Brief
When copying the listing below, skip every picture and repeat exactly the lines from the first one through the line that contains "box: [469, 141, 501, 229]".

Records for the exercise
* * * *

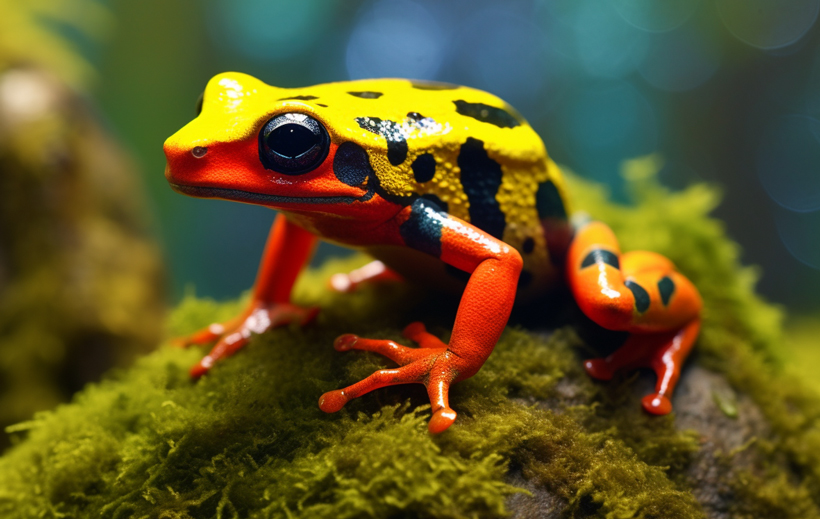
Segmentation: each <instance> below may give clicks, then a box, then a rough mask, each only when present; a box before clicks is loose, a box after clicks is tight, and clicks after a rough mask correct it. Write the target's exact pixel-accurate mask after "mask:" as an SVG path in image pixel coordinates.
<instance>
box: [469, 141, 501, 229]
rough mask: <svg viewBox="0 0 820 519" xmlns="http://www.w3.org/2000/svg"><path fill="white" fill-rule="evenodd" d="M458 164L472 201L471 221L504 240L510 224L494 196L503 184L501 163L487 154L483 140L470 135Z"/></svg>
mask: <svg viewBox="0 0 820 519" xmlns="http://www.w3.org/2000/svg"><path fill="white" fill-rule="evenodd" d="M458 167H459V168H460V169H461V185H462V186H463V188H464V193H465V194H466V195H467V200H468V201H469V202H470V209H469V212H470V223H471V224H473V225H475V226H476V227H478V228H479V229H481V230H483V231H485V232H487V233H488V234H490V235H491V236H494V237H496V238H498V239H499V240H500V239H502V237H503V235H504V228H505V227H506V226H507V223H506V220H505V217H504V213H503V212H502V211H501V207H500V205H499V203H498V200H496V198H495V195H496V194H497V193H498V188H499V187H501V176H502V173H501V165H500V164H499V163H498V162H496V161H494V160H493V159H491V158H490V157H489V156H488V155H487V151H486V150H485V149H484V142H483V141H480V140H478V139H474V138H472V137H468V138H467V141H466V142H465V143H464V144H462V145H461V150H460V151H459V154H458Z"/></svg>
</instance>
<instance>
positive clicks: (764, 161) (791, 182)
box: [757, 115, 820, 212]
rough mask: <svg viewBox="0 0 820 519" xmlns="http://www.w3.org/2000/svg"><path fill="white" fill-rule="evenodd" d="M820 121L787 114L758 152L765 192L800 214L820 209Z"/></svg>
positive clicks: (773, 198)
mask: <svg viewBox="0 0 820 519" xmlns="http://www.w3.org/2000/svg"><path fill="white" fill-rule="evenodd" d="M818 135H820V121H818V120H817V119H814V118H811V117H807V116H801V115H787V116H782V117H780V118H778V119H777V120H776V121H775V122H774V124H772V125H771V126H770V127H769V128H768V131H767V132H766V133H765V134H764V138H763V139H762V141H761V143H760V145H759V147H758V152H757V173H758V177H759V178H760V182H761V184H762V185H763V187H764V188H765V190H766V193H768V195H769V196H770V197H771V198H772V200H774V201H775V202H777V203H778V204H780V205H781V206H783V207H785V208H786V209H790V210H792V211H798V212H809V211H815V210H817V209H820V142H818V139H817V136H818Z"/></svg>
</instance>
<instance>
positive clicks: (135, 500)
mask: <svg viewBox="0 0 820 519" xmlns="http://www.w3.org/2000/svg"><path fill="white" fill-rule="evenodd" d="M653 161H654V159H653V158H648V159H644V160H643V161H639V162H634V163H631V164H629V165H628V167H627V168H626V173H627V176H628V178H629V179H630V182H631V185H632V188H633V191H634V193H635V197H636V201H637V206H636V207H634V208H633V207H623V206H618V205H615V204H612V203H610V202H607V200H606V196H605V193H604V192H603V191H602V190H601V189H600V188H598V187H596V186H593V185H590V184H586V183H583V182H581V181H579V180H577V179H572V182H571V183H572V186H571V187H572V191H573V193H574V195H575V199H576V200H577V207H579V208H581V209H584V210H586V211H587V212H589V213H591V214H592V216H594V217H596V218H601V219H603V220H605V221H607V222H608V223H610V224H611V225H612V226H613V228H614V229H615V230H616V232H617V233H618V234H619V236H620V238H621V240H622V244H623V248H624V249H625V250H630V249H636V248H646V249H652V250H656V251H658V252H661V253H664V254H666V255H668V256H669V257H670V258H672V259H673V261H675V262H676V263H677V264H678V266H679V268H680V269H681V270H682V271H683V272H685V273H686V274H687V275H689V276H690V277H691V278H692V280H693V281H694V282H695V283H696V284H697V286H698V287H700V289H701V291H702V293H703V296H704V300H705V303H706V311H705V312H704V323H703V331H702V335H701V338H700V339H699V341H698V346H697V350H696V352H697V353H696V354H695V355H694V356H693V358H692V359H691V361H690V362H689V364H688V367H687V369H686V370H685V372H684V374H683V377H682V381H681V386H680V387H679V390H678V392H677V394H676V396H675V399H674V400H673V403H674V405H675V407H676V412H675V413H673V414H672V415H670V416H666V417H652V416H648V415H646V414H645V413H644V412H643V411H642V410H641V407H640V396H641V394H642V393H643V392H644V391H645V390H646V384H647V383H651V378H649V377H648V376H646V375H645V374H627V375H624V376H621V377H619V378H616V379H615V380H613V381H612V382H610V383H605V384H602V383H598V382H594V381H592V380H590V379H589V378H588V377H587V376H586V374H585V373H584V372H583V370H582V369H581V362H582V359H583V358H585V357H589V356H592V355H598V354H601V353H605V352H606V351H609V350H611V349H612V348H615V347H617V345H618V342H619V341H621V340H622V339H623V336H622V335H619V334H613V333H610V332H605V331H601V330H600V329H597V328H596V327H595V326H594V325H592V324H591V323H589V322H588V321H586V320H585V319H584V318H583V316H582V315H581V314H580V312H579V311H578V310H577V309H576V308H575V307H574V305H573V303H572V301H571V299H570V298H569V297H568V296H567V295H566V294H560V293H558V294H554V295H553V296H552V297H551V298H550V300H549V301H548V302H543V303H539V304H536V305H532V306H530V307H528V308H527V309H525V310H524V311H521V312H519V313H517V314H516V315H515V316H514V319H513V321H512V322H513V324H512V325H511V326H510V327H508V329H507V330H506V332H505V333H504V335H503V337H502V339H501V341H500V342H499V344H498V346H497V347H496V350H495V352H494V353H493V355H491V357H490V359H489V360H488V362H487V364H486V365H485V366H484V368H482V370H481V371H480V372H479V373H478V374H477V375H476V376H474V377H473V378H471V379H469V380H467V381H464V382H461V383H459V384H456V385H455V386H454V388H453V390H452V393H451V405H452V406H453V408H455V409H456V410H457V411H458V412H459V417H458V420H457V421H456V423H455V424H454V425H453V426H452V427H451V428H450V429H449V430H448V431H446V432H445V433H443V434H441V435H439V436H431V435H430V434H429V433H428V432H427V428H426V422H427V420H428V419H429V416H430V411H429V406H428V405H427V397H426V393H425V391H424V389H423V388H422V387H421V386H402V387H393V388H386V389H382V390H378V391H375V392H373V393H371V394H369V395H367V396H365V397H363V398H360V399H358V400H355V401H353V402H351V403H349V404H348V405H347V406H346V407H345V408H344V409H343V410H342V411H341V412H339V413H336V414H332V415H327V414H324V413H322V412H321V411H320V410H319V409H318V407H317V399H318V397H319V395H321V394H322V393H323V392H325V391H328V390H330V389H335V388H339V387H342V386H344V385H347V384H350V383H351V382H352V381H355V380H358V379H359V378H361V377H363V376H366V375H368V374H369V373H371V372H372V371H374V370H376V369H379V368H381V367H384V366H386V365H388V363H387V362H386V361H385V360H384V359H382V358H379V357H377V356H375V355H371V354H367V353H362V352H348V353H339V352H336V351H334V350H333V348H332V347H331V343H332V341H333V339H334V338H335V337H336V336H337V335H339V334H341V333H347V332H353V333H357V334H361V335H364V336H373V337H386V338H393V339H396V340H399V339H400V330H401V327H402V326H403V325H405V324H407V323H408V322H410V321H411V320H415V319H418V318H421V319H422V320H424V321H425V322H427V324H428V325H429V327H430V329H431V331H433V332H434V333H436V334H438V335H440V336H442V337H443V338H444V339H446V338H447V334H448V333H449V328H448V326H449V324H450V323H451V322H452V315H453V308H454V302H453V301H451V300H449V299H444V298H440V297H435V296H425V295H424V294H420V293H417V292H414V291H412V290H411V289H410V288H407V287H405V286H401V285H383V286H369V287H366V288H364V289H362V290H360V291H359V292H357V293H354V294H336V293H332V292H330V291H329V290H327V289H326V288H325V287H326V281H327V278H328V277H329V275H330V274H331V273H332V272H335V271H339V270H346V269H350V268H352V267H354V266H356V265H357V264H358V263H357V262H361V261H363V259H362V258H360V257H357V258H353V259H350V260H345V261H342V260H333V261H331V262H330V263H328V264H326V265H325V266H324V267H323V268H322V269H320V270H317V271H310V272H307V273H305V274H304V275H303V276H302V277H301V278H300V281H299V283H298V286H297V289H296V293H297V300H298V302H300V303H301V304H318V305H321V307H322V308H323V312H322V313H321V314H320V317H319V318H318V320H317V322H316V323H315V324H313V325H311V326H309V327H306V328H304V329H298V328H284V329H278V330H274V331H272V332H269V333H266V334H263V335H262V336H259V337H256V338H255V340H253V341H252V342H251V344H250V345H249V346H247V347H246V348H245V349H244V350H242V351H241V352H240V353H238V354H237V355H235V356H234V357H232V358H230V359H228V360H227V361H225V362H222V363H221V364H220V365H218V366H217V367H216V368H215V369H214V370H212V372H211V373H210V374H208V375H207V376H206V377H204V378H203V379H202V380H200V381H198V382H192V381H191V380H190V379H189V377H188V374H187V369H188V367H189V366H190V365H191V364H193V363H194V362H195V361H196V360H198V358H199V357H200V356H201V355H202V354H203V352H202V351H201V350H197V349H190V350H182V349H174V348H171V347H169V346H166V347H163V348H161V349H160V350H159V351H157V352H156V353H153V354H151V355H149V356H147V357H145V358H143V359H141V360H140V361H139V362H138V363H137V364H136V365H135V366H134V367H133V368H130V369H128V370H124V371H119V372H117V373H113V374H111V376H110V377H109V378H108V379H107V380H106V381H104V382H102V383H99V384H95V385H92V386H89V387H88V388H86V389H85V390H84V391H83V392H81V393H80V394H78V395H77V397H76V398H75V400H74V402H72V403H71V404H68V405H64V406H61V407H59V408H57V409H56V410H54V411H51V412H46V413H41V414H39V415H37V416H36V417H35V418H34V419H33V420H32V421H29V422H25V423H22V424H19V425H17V426H14V427H11V428H10V429H9V431H10V432H11V434H12V435H13V437H14V438H15V440H16V445H15V446H14V447H13V448H11V449H10V450H9V451H8V452H7V453H6V454H5V456H4V457H3V458H2V459H0V515H2V516H3V517H9V518H18V517H19V518H22V517H77V518H79V517H94V518H96V517H111V518H125V517H134V518H137V517H139V518H143V517H145V518H148V517H156V518H194V517H196V518H200V517H202V518H205V517H220V518H228V517H254V518H256V517H282V518H285V517H287V518H295V517H306V518H307V517H310V518H320V517H332V518H348V517H349V518H358V517H374V518H384V517H481V518H484V517H501V516H505V515H514V516H517V517H573V518H582V517H606V518H626V517H641V518H698V517H710V518H712V517H714V518H724V517H726V518H728V517H733V518H734V517H737V518H764V517H765V518H769V517H772V518H775V517H777V518H801V519H806V518H813V517H820V513H819V512H818V509H819V507H820V497H818V496H820V428H818V423H820V398H818V396H817V395H816V394H815V393H813V392H811V391H810V390H808V389H805V388H804V386H803V385H801V383H800V382H798V381H796V380H795V379H794V378H793V377H786V376H784V375H783V374H782V372H781V368H780V367H779V366H778V364H777V362H776V360H775V359H776V354H775V353H776V351H777V348H778V347H779V344H780V341H781V340H782V337H781V324H780V318H781V315H780V312H779V310H778V309H776V308H773V307H772V306H770V305H767V304H766V303H764V302H763V301H761V300H760V299H759V298H758V297H757V296H755V295H754V293H753V291H752V286H753V283H754V279H755V275H754V272H753V271H751V270H749V269H745V268H742V267H740V266H739V265H738V261H737V254H738V252H737V247H736V246H735V245H734V244H733V243H732V242H730V241H729V240H728V239H727V238H726V237H725V236H724V232H723V228H722V226H721V224H720V223H719V222H717V221H715V220H714V219H711V218H709V217H708V216H707V214H708V212H709V211H710V210H711V209H712V208H713V207H714V205H715V204H716V201H717V198H718V197H717V195H716V193H715V191H714V190H713V189H710V188H708V187H705V186H693V187H691V188H689V189H687V190H685V191H683V192H680V193H674V194H671V193H668V192H667V191H665V190H664V189H662V188H660V187H659V186H658V185H657V184H656V183H655V181H654V180H653V179H652V178H651V172H652V171H653V170H654V169H656V167H655V166H656V164H655V163H654V162H653ZM240 305H241V302H234V303H228V304H217V303H214V302H209V301H205V300H197V299H195V298H193V297H189V298H186V299H185V300H184V301H183V303H182V304H181V306H180V307H179V308H178V309H177V310H176V312H175V313H174V315H173V316H172V318H171V320H170V325H169V327H170V330H169V333H170V335H178V334H183V333H186V332H190V331H191V330H193V329H195V328H196V327H198V326H202V325H204V324H207V323H208V322H210V321H214V320H221V319H224V318H227V317H229V316H231V315H233V314H234V313H236V312H237V311H238V310H239V308H240ZM539 316H540V317H539Z"/></svg>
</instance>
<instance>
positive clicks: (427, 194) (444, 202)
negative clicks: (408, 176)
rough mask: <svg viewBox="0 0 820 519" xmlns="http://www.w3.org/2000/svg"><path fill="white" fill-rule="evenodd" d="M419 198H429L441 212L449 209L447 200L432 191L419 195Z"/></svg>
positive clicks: (429, 200)
mask: <svg viewBox="0 0 820 519" xmlns="http://www.w3.org/2000/svg"><path fill="white" fill-rule="evenodd" d="M421 198H424V199H425V200H429V201H431V202H432V203H434V204H436V205H437V206H438V210H439V211H442V212H445V213H446V212H448V211H449V210H450V206H449V205H447V202H445V201H444V200H442V199H441V198H439V197H437V196H436V195H434V194H433V193H427V194H425V195H421Z"/></svg>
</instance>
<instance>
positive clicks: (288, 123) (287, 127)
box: [259, 113, 330, 175]
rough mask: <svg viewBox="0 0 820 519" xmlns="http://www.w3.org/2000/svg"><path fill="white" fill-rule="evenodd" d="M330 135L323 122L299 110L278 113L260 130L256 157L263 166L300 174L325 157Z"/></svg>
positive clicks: (283, 171) (270, 168)
mask: <svg viewBox="0 0 820 519" xmlns="http://www.w3.org/2000/svg"><path fill="white" fill-rule="evenodd" d="M329 149H330V137H329V136H328V134H327V130H325V127H324V126H322V124H321V123H320V122H319V121H317V120H316V119H314V118H313V117H311V116H309V115H305V114H300V113H286V114H280V115H277V116H276V117H274V118H273V119H271V120H269V121H268V122H267V123H265V126H263V127H262V131H260V132H259V160H261V161H262V165H263V166H265V169H270V170H273V171H276V172H277V173H284V174H285V175H301V174H302V173H307V172H308V171H311V170H313V169H315V168H316V166H318V165H319V164H321V163H322V161H323V160H325V157H327V152H328V151H329Z"/></svg>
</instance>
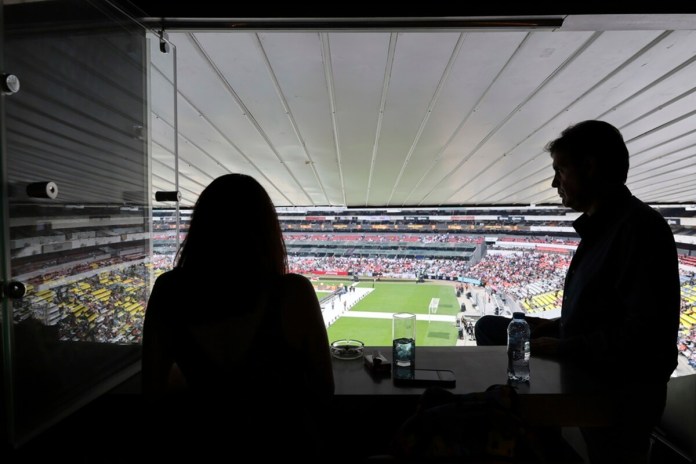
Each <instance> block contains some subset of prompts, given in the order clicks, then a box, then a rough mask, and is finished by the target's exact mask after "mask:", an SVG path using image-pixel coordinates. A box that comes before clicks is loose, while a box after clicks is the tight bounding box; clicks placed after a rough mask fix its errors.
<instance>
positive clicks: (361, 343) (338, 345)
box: [331, 339, 365, 359]
mask: <svg viewBox="0 0 696 464" xmlns="http://www.w3.org/2000/svg"><path fill="white" fill-rule="evenodd" d="M363 348H365V344H364V343H363V342H361V341H360V340H348V339H343V340H336V341H335V342H332V343H331V355H332V356H333V357H334V358H336V359H358V358H362V355H363Z"/></svg>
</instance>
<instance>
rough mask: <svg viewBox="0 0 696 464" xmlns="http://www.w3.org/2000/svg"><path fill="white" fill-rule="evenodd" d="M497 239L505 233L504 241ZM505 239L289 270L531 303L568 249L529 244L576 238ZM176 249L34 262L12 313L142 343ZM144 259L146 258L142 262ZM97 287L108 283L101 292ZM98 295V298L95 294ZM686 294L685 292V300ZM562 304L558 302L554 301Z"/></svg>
mask: <svg viewBox="0 0 696 464" xmlns="http://www.w3.org/2000/svg"><path fill="white" fill-rule="evenodd" d="M285 238H286V240H287V242H288V244H292V243H293V242H302V241H357V242H359V241H368V242H384V243H393V242H403V243H433V242H438V243H461V242H468V243H474V244H482V243H483V238H482V237H476V236H467V235H465V234H385V235H377V234H355V233H353V234H335V233H320V234H314V233H307V234H295V233H291V234H286V236H285ZM501 241H502V240H501ZM504 241H505V242H517V243H520V244H521V246H520V247H519V248H516V247H512V248H511V247H510V246H509V245H508V246H506V247H505V248H504V249H503V248H501V247H498V246H496V245H492V246H489V247H488V253H486V254H484V256H483V257H482V258H481V259H480V261H478V262H477V263H475V264H473V265H471V264H470V263H469V262H468V261H466V260H464V259H459V260H458V259H445V258H432V257H430V258H429V257H424V258H418V259H417V258H405V257H402V258H389V257H385V256H369V257H366V256H361V257H358V256H323V257H317V256H289V257H288V261H289V266H290V270H291V272H296V273H300V274H305V275H313V274H329V275H331V274H345V275H354V276H364V277H381V278H397V279H412V280H415V279H418V278H421V277H424V276H425V277H426V278H430V279H446V280H458V279H459V278H460V277H467V278H470V279H474V280H478V281H480V282H481V285H482V286H485V287H486V288H489V289H491V290H493V291H495V292H497V293H498V294H501V295H505V296H506V297H507V298H509V299H510V300H517V301H527V302H530V301H531V300H532V297H533V296H534V295H536V294H539V293H541V292H553V291H556V292H558V291H562V288H563V280H564V278H565V274H566V271H567V268H568V265H569V263H570V259H571V256H572V250H571V251H570V252H568V253H560V252H559V253H553V252H548V253H546V252H539V251H538V248H537V249H534V248H533V247H529V246H528V245H529V244H532V243H535V244H539V243H541V244H556V245H564V246H568V245H570V246H571V248H572V246H573V245H577V240H576V239H568V238H548V237H542V238H527V239H525V238H521V237H505V239H504ZM173 257H174V255H173V254H165V255H153V257H152V259H151V261H150V262H149V263H147V260H145V259H141V260H137V261H132V260H131V261H129V260H127V259H124V258H119V257H106V258H104V259H100V260H98V261H93V260H85V261H84V262H75V263H72V265H71V266H69V267H66V266H56V267H55V269H51V268H44V269H37V270H36V271H34V272H31V273H30V274H29V275H27V276H25V277H26V278H25V279H24V281H25V283H26V284H27V287H28V288H29V289H30V292H29V294H28V295H27V298H25V299H24V300H17V301H16V302H15V304H14V306H15V311H14V313H15V315H20V316H21V315H23V314H25V315H26V314H31V313H33V317H35V318H38V319H40V320H41V314H42V311H44V312H46V311H49V310H50V311H53V312H55V311H57V312H58V314H57V317H56V321H57V322H56V325H57V326H58V332H59V334H60V337H61V339H63V340H80V341H95V342H105V343H139V342H140V335H141V331H142V318H143V312H144V308H145V304H146V301H147V295H148V292H149V286H148V284H147V282H150V281H151V279H152V278H153V277H156V276H157V274H158V273H159V272H162V271H164V270H166V269H170V268H171V266H172V264H173ZM694 260H696V258H693V257H686V258H685V257H683V256H680V264H681V268H682V271H681V272H682V281H683V286H682V288H683V289H685V288H687V286H688V285H691V286H692V287H693V285H694V267H693V265H692V263H693V262H694ZM146 263H147V264H146ZM39 288H50V289H51V290H52V292H51V294H50V297H47V298H46V299H45V300H42V301H41V302H38V303H37V300H36V299H32V298H31V295H32V293H31V291H32V290H35V289H39ZM101 289H105V290H107V291H106V292H101V293H100V290H101ZM95 294H98V295H99V297H97V296H95ZM682 296H683V307H682V312H683V313H684V314H688V313H691V314H694V312H695V311H696V310H695V309H694V303H693V301H692V298H691V297H687V296H686V295H685V293H684V291H683V292H682ZM687 298H689V299H687ZM559 307H560V303H559ZM678 346H679V350H680V353H681V354H682V355H683V356H685V357H686V358H687V360H688V362H689V363H690V364H691V366H692V367H694V368H695V369H696V324H694V325H692V326H688V327H687V326H685V325H682V326H681V327H680V332H679V343H678Z"/></svg>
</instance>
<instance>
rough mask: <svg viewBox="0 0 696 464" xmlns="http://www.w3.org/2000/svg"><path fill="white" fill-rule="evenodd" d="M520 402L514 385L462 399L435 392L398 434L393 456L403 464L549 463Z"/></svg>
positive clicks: (497, 386)
mask: <svg viewBox="0 0 696 464" xmlns="http://www.w3.org/2000/svg"><path fill="white" fill-rule="evenodd" d="M517 400H518V398H517V392H516V391H515V389H514V388H513V387H512V386H509V385H492V386H490V387H489V388H487V389H486V391H485V392H476V393H469V394H466V395H460V396H458V395H454V394H452V393H451V392H449V391H447V390H443V389H440V388H429V389H427V390H426V391H425V392H424V394H423V396H422V397H421V402H420V405H419V407H418V410H417V412H416V414H414V415H413V416H412V417H410V418H409V419H407V420H406V422H404V424H402V426H401V428H400V430H399V431H398V432H397V434H396V436H395V438H394V439H393V441H392V450H391V454H392V455H393V456H394V457H396V458H397V459H398V460H401V461H403V462H427V463H431V462H448V463H449V462H464V463H506V462H543V459H540V458H539V459H537V449H536V446H535V441H536V440H535V436H534V430H533V429H532V428H530V427H528V426H526V424H525V423H524V421H523V420H522V419H521V418H520V416H519V415H518V414H517V410H518V408H517Z"/></svg>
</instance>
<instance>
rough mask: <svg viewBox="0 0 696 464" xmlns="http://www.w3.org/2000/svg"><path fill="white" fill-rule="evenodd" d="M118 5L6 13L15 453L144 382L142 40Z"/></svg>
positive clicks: (13, 438)
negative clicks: (96, 398)
mask: <svg viewBox="0 0 696 464" xmlns="http://www.w3.org/2000/svg"><path fill="white" fill-rule="evenodd" d="M109 5H110V3H109V2H88V1H84V2H79V1H78V2H75V1H70V2H67V1H66V2H62V1H61V2H58V1H46V2H27V3H20V4H11V5H5V7H4V21H5V23H4V27H5V37H4V39H5V42H4V69H5V70H11V73H12V74H15V75H16V76H17V77H18V78H19V81H20V82H21V90H20V91H19V92H17V93H16V94H14V95H11V96H10V97H7V98H5V108H4V109H5V126H4V144H5V147H6V152H5V153H4V156H5V165H6V173H5V175H6V187H7V189H8V192H7V216H8V218H9V220H8V224H5V228H6V230H5V234H6V238H7V244H6V249H7V250H8V253H9V262H10V274H11V278H12V279H13V280H15V281H20V282H23V283H24V285H25V286H26V295H25V296H24V297H23V298H20V299H14V300H12V301H11V303H10V304H8V305H6V311H5V315H6V316H8V317H6V318H5V319H6V320H7V321H11V322H10V323H9V324H5V326H4V327H3V335H4V336H5V338H6V339H7V340H9V344H6V345H7V346H8V347H9V348H8V349H6V350H5V351H9V350H12V356H11V357H10V358H9V362H10V364H11V365H10V366H7V362H5V364H6V365H5V372H6V373H9V374H8V375H7V376H6V377H7V378H6V379H5V380H6V381H5V387H6V388H5V390H6V391H5V395H6V397H7V395H8V394H9V392H10V391H13V392H14V397H13V399H12V401H10V402H9V403H7V404H8V405H9V408H10V411H9V413H8V415H7V416H6V417H10V418H12V417H13V418H14V419H11V420H10V423H9V426H8V430H9V435H10V441H11V442H12V443H14V444H15V445H19V444H21V443H22V442H24V441H26V440H27V439H29V438H31V437H32V436H33V435H35V434H36V433H37V432H39V431H41V430H42V429H43V428H45V427H47V426H49V425H50V424H52V423H53V422H55V421H57V420H59V419H60V418H62V417H63V416H65V415H66V414H68V413H70V412H72V411H73V410H75V409H76V408H77V407H79V406H81V405H83V404H84V403H85V402H87V401H89V400H91V399H92V398H94V397H96V396H97V395H99V394H101V393H103V392H105V391H106V390H107V389H109V388H112V387H113V386H115V385H116V384H117V383H119V382H121V381H122V380H124V379H125V378H127V377H128V376H130V375H132V374H133V373H135V372H137V370H138V369H139V363H140V345H139V343H140V337H141V329H142V320H143V315H144V308H145V304H146V301H147V297H148V293H149V288H150V280H149V268H150V262H149V253H150V247H151V244H150V242H151V240H150V232H151V230H150V185H149V183H150V180H149V166H148V158H147V134H148V124H147V121H148V113H147V108H146V96H147V81H148V79H147V55H148V51H147V40H146V37H145V31H144V30H143V29H142V27H139V26H137V25H135V24H134V23H133V22H132V21H129V20H127V19H124V18H122V17H121V15H120V14H119V13H118V12H116V11H115V10H113V9H111V8H110V7H109Z"/></svg>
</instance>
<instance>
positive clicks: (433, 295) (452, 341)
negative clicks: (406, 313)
mask: <svg viewBox="0 0 696 464" xmlns="http://www.w3.org/2000/svg"><path fill="white" fill-rule="evenodd" d="M348 285H350V283H348ZM358 286H359V287H363V288H372V282H361V283H360V284H359V285H358ZM432 298H439V299H440V305H439V308H438V310H437V314H436V316H441V315H456V314H458V313H459V302H458V301H457V297H456V295H455V288H454V286H453V285H442V284H428V283H420V284H416V283H413V282H408V283H406V282H404V283H402V282H377V283H375V286H374V290H373V291H372V292H371V293H370V294H369V295H367V296H366V297H365V298H363V299H362V300H361V301H359V302H358V303H357V304H356V305H355V306H353V307H352V308H351V309H350V310H349V311H348V312H349V313H356V312H365V313H372V314H371V315H373V316H378V317H347V316H345V315H344V316H342V317H341V318H339V319H338V320H337V321H336V322H335V323H334V324H332V325H331V326H330V327H329V328H328V334H329V341H330V342H332V341H334V340H340V339H353V340H360V341H362V342H363V343H365V345H366V346H391V344H392V327H391V323H392V322H391V315H392V314H393V313H396V312H409V313H414V314H416V317H417V318H418V321H417V323H416V346H454V345H456V343H457V328H456V327H455V325H454V321H453V320H452V322H439V321H435V320H432V321H430V322H429V321H428V306H429V305H430V300H431V299H432ZM385 313H386V314H385ZM433 319H435V318H433Z"/></svg>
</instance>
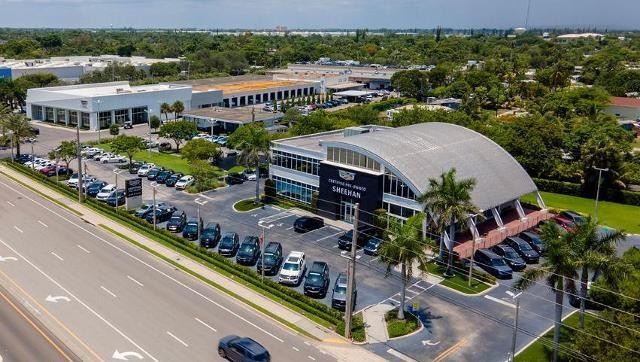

* * * *

Exercise answer
Segmentation: each <instance> below may give clicks, then a box, then a rough mask, each only when present; a box before clicks is loose, a box after clicks is tight, and clicks after a rough mask correct it. Write the target's exact pixel-accurate mask after "mask:" as an SVG path in image pixel coordinates.
<instance>
box: [469, 141, 501, 229]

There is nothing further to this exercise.